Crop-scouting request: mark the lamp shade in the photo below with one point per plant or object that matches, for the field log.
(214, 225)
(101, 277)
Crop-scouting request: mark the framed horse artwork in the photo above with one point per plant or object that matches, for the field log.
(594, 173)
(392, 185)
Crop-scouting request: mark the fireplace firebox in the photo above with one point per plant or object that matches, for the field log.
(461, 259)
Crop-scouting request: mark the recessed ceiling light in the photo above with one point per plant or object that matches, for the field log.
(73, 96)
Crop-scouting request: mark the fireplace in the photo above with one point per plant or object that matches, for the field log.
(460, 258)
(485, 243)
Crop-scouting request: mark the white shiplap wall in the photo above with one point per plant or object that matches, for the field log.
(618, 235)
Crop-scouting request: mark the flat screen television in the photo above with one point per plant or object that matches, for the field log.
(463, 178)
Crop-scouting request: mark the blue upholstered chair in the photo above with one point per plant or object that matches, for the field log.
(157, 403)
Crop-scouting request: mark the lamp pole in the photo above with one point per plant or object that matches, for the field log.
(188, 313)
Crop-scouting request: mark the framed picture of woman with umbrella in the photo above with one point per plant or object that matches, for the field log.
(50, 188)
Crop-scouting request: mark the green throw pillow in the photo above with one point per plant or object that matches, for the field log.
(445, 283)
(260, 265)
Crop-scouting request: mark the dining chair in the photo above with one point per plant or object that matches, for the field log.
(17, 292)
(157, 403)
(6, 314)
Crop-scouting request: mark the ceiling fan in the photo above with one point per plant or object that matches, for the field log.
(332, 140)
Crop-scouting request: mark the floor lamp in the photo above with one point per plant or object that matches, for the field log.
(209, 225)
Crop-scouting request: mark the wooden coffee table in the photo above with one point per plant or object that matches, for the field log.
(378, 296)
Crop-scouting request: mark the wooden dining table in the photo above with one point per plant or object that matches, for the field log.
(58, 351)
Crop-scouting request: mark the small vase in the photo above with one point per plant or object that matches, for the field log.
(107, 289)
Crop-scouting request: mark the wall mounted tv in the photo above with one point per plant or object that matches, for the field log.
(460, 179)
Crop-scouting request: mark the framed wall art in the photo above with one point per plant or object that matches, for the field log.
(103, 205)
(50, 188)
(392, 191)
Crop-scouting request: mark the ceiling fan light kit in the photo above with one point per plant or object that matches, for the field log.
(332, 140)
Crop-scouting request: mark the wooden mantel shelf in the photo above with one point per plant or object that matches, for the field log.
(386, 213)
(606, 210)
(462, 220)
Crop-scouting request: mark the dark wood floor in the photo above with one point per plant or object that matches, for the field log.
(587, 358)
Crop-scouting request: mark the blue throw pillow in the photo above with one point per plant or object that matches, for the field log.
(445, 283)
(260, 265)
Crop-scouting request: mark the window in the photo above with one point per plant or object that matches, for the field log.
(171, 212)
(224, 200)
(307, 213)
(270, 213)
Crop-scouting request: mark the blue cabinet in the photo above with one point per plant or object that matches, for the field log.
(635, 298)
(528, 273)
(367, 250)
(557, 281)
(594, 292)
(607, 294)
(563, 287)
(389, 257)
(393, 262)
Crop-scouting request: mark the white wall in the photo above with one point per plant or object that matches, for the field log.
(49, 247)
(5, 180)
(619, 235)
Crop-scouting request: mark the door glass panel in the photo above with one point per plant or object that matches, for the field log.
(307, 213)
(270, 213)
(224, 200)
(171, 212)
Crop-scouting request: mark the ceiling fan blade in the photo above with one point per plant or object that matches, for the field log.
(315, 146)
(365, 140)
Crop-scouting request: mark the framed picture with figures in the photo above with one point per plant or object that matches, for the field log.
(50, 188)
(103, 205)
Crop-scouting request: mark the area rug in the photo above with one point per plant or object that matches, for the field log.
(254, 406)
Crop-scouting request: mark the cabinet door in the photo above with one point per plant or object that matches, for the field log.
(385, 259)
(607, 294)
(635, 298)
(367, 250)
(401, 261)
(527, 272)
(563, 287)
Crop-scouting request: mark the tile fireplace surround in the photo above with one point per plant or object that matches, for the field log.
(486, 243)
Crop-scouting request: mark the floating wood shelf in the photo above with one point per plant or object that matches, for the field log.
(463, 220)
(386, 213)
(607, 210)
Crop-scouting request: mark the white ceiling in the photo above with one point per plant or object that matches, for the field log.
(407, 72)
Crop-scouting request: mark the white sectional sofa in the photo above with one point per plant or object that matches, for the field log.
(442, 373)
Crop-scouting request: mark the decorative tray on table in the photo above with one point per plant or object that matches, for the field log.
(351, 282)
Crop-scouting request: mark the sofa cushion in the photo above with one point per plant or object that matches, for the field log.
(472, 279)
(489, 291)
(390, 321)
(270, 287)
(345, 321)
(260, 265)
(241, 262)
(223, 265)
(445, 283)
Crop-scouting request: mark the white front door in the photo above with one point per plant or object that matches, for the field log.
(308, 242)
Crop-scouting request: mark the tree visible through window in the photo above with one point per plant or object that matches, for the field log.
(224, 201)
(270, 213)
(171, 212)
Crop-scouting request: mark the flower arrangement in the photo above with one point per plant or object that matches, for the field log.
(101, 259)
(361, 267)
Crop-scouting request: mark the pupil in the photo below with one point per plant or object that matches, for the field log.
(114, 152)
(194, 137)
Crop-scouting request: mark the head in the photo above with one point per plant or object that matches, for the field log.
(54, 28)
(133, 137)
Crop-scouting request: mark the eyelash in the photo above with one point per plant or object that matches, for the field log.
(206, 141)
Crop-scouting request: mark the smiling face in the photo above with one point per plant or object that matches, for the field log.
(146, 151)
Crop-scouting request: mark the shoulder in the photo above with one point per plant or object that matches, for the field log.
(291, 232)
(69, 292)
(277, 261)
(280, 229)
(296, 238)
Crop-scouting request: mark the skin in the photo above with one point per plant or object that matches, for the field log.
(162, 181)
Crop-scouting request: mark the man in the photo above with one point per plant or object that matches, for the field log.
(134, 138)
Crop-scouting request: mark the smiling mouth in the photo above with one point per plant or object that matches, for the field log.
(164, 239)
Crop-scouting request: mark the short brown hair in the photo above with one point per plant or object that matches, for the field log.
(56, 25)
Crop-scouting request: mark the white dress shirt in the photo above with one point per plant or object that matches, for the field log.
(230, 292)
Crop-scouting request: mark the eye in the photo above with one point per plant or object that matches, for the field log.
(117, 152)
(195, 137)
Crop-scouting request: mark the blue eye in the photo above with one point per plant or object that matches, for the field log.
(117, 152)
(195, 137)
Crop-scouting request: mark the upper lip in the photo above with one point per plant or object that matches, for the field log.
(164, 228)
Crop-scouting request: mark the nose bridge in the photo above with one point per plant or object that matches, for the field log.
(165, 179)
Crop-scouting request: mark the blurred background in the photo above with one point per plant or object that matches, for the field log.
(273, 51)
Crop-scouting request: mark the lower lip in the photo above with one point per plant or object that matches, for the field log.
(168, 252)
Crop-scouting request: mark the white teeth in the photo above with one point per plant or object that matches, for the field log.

+ + + + +

> [Problem statement]:
Every record shown above should appear again in your answer, unchanged.

> [Output for this task]:
Crop-scouting request: mark the lamp shade in the photo below with one point per plant or object that matches, for the field log.
(214, 225)
(101, 277)
Crop-scouting request: mark the framed horse artwork in the photo above with one point per plant or object that matches, for the field log.
(594, 173)
(392, 185)
Crop-scouting request: mark the fireplace firebox in the photo above with one point per plant or object that matches, for the field log.
(461, 259)
Crop-scouting request: mark the recessed ceiling light in the photo above with one point per plant or object that matches, for the field log.
(73, 96)
Crop-scouting request: mark the fireplace in the photo above with one point per plant or object that matches, for the field log.
(460, 258)
(485, 243)
Crop-scouting request: mark the white shiplap wall in the photo above with one point per plant or object that matches, for the field log.
(618, 235)
Crop-scouting request: mark the flat screen television in the photo above with one point per plant or object that matches, for the field log.
(463, 178)
Crop-scouting request: mark the blue upholstered chair in the photo above with one point per plant or object that matches, for the field log.
(157, 403)
Crop-scouting request: mark the lamp pole in the photo above with one point per plant or object that matches, for the field log.
(188, 313)
Crop-scouting request: mark the framed picture of woman with umbrella in the photo above with one point per plant or object that matches, for the field log.
(50, 188)
Crop-scouting request: mark the green throw pillow in the photo above with one point per plant or object that matches, for the field log.
(445, 283)
(260, 265)
Crop-scouting request: mark the dining chair in the photo above with one point per plant or object that matches, for the field log.
(17, 292)
(157, 403)
(6, 314)
Crop-scouting request: mark the ceiling fan in the photo above with one point per plant or object that matches, for the field log.
(332, 140)
Crop-scouting request: mark the floor lamp in the photo above with one point per plant or object that matches, for the field log.
(209, 225)
Crop-scouting request: mark the wooden coffee table in the photo above with one point per plant or object that matches, for the field log.
(378, 296)
Crop-scouting request: mark the wooden dining table in the photo above with one point per plant or object that matches, for the field log.
(58, 351)
Crop-scouting request: mark the small vase in the photo above with one point per plant or object that matches, for the field log.
(107, 289)
Crop-scouting request: mark the wall mounted tv in the photo above with one point per plant or object that matches, for the field log.
(460, 179)
Crop-scouting request: mark the framed wall art in the photo above with one point per plant or object that matches, for the field log.
(103, 205)
(50, 188)
(392, 191)
Crop-scouting request: mark the ceiling fan light kit in the photo above with one point per plant or object that matches, for the field log.
(332, 140)
Crop-scouting request: mark the wooden mantel shelf in the photo above with one point per plant or object that matches, for the field log.
(386, 213)
(606, 210)
(462, 220)
Crop-scouting request: mark the dark wood floor in the photo above with one point per plant or object that matches, for the field log.
(587, 358)
Crop-scouting request: mark the blue throw pillow in the photo above with one point per plant or object that matches, for the field log.
(445, 283)
(260, 265)
Crop-scouting request: mark the window in the photo above with one point per plant or object that matches, for the field log.
(171, 212)
(224, 200)
(307, 213)
(270, 213)
Crop-scouting request: mark the blue cabinet in the photo above with one point per plant or object that matches, for the field log.
(635, 298)
(528, 273)
(367, 250)
(557, 281)
(594, 292)
(607, 294)
(563, 287)
(389, 257)
(393, 262)
Crop-scouting request: mark the white wall in the photo above with one point per plant or object that matches, for the field log.
(49, 247)
(5, 180)
(619, 235)
Crop-scouting request: mark the door glass panel in the photo above with one point per plant or object that matches, for the field log.
(307, 213)
(270, 213)
(224, 200)
(171, 212)
Crop-scouting request: mark the ceiling fan blade in the photo above with one point per plant or object that matches, for the field log.
(315, 146)
(365, 140)
Crop-scouting request: mark the framed picture with figures in the photo above with one point per plant or object that matches, for the field log.
(50, 188)
(103, 205)
Crop-scouting request: mark the area rug in the photo above with one point per plant or object that matches, for the field log.
(254, 406)
Crop-scouting request: mark the cabinet door in the photo above with one point per plant or object that matches, for the field log.
(385, 259)
(607, 294)
(635, 298)
(367, 250)
(401, 261)
(527, 272)
(563, 287)
Crop-scouting request: mark the tile fireplace surround in the photo above with one point per plant or object that matches, for the field log.
(486, 243)
Crop-scouting request: mark the floating wood shelf in the photo above with one point per plant or object that matches, for the field log.
(463, 220)
(386, 213)
(607, 210)
Crop-scouting request: mark the white ceiling in the photo above with one point per plant or object that matches, for the field log.
(407, 72)
Crop-scouting request: mark the white sectional sofa in the photo above with one point per plant or object that matches, for the field log.
(442, 373)
Crop-scouting request: mark the decorative tray on table in the photo above with one point per plant or object that matches, for the field log.
(351, 282)
Crop-scouting request: mark the sofa cushion in the photo above with one point per plant or object that matches, for the field log.
(472, 279)
(489, 291)
(390, 321)
(270, 287)
(345, 321)
(260, 265)
(241, 262)
(223, 265)
(445, 283)
Crop-scouting request: mark the white front door in the photo above with one point per plant or object that matches, for the field log.
(308, 242)
Crop-scouting request: mark the tree visible through window in the photo above with one point per plant or object that matches, for the field log.
(224, 201)
(270, 213)
(171, 212)
Crop-scouting request: mark the flower arrangement in the photo above with one point per plant or object that matches, for the field log.
(101, 259)
(361, 267)
Crop-scouting request: mark the pupil in the photo below with one point per plant or object that matches, for the field log.
(114, 152)
(194, 137)
Crop-scouting request: mark the head in the photo above with one point per plant or object that matches, for the field log.
(54, 28)
(133, 137)
Crop-scouting request: mark the eyelash in the photo above with one point per plant or object that matches, for the field log.
(206, 141)
Crop-scouting request: mark the smiling face in the photo above with one point per plant or object that matches, for the field log.
(146, 151)
Crop-scouting request: mark the shoulder in the photo above with one point per plant or object that matches, for the field log.
(291, 232)
(69, 292)
(277, 261)
(280, 229)
(296, 238)
Crop-scouting request: mark the skin in the photo above with one point per plant or object that matches, for the field log.
(162, 181)
Crop-scouting request: mark the man in the photo above with one point per plant or object that matches, for the field log.
(134, 138)
Crop-scouting request: mark the smiling mouth in the photo above with one point per plant or object that matches, for the field log.
(164, 239)
Crop-scouting request: mark the short brown hair in the photo above with one point per plant or object that matches, for the field log.
(56, 25)
Crop-scouting request: mark the white dress shirt in the photo above with one point per plant or object that matches, for the field log.
(230, 292)
Crop-scouting request: mark the eye in the photo above with one point per plant or object that matches, for the field log.
(117, 152)
(195, 137)
Crop-scouting request: mark the blue eye in the photo above with one point per plant or object that matches, for the field log.
(117, 152)
(195, 137)
Crop-scouting request: mark the upper lip in the photo above with one point per plant or object that matches, for the field log.
(164, 228)
Crop-scouting request: mark the nose bridge in the photo above with one point per plant or object that matches, for the field log.
(165, 179)
Crop-scouting request: mark the blurred background in the photo above with one point per plant or object that matches, for the field log.
(273, 51)
Crop-scouting request: mark the lower lip in the photo above with one point per plant or object that matches, for the field log.
(168, 252)
Crop-scouting request: mark the white teeth in the photo above with one point per plant or object that matches, for the field log.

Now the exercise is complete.